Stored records
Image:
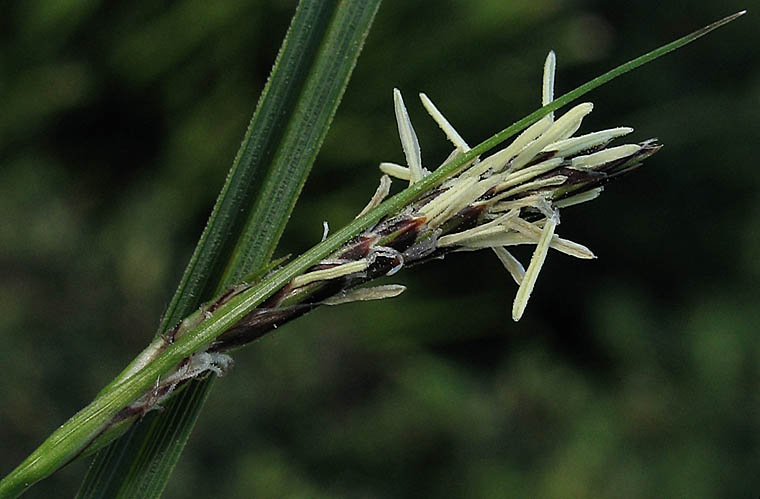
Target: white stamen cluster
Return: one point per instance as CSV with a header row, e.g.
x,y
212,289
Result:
x,y
509,181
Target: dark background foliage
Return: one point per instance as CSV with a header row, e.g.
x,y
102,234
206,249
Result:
x,y
634,375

Your goal: Reproduce the material verbatim, beginning at the line that contains "Target: dark background foliage" and continuing through its final line.

Exercise result:
Target: dark background foliage
Return: one point per instance as CSV with a header row, e.g.
x,y
102,234
206,249
Result:
x,y
634,375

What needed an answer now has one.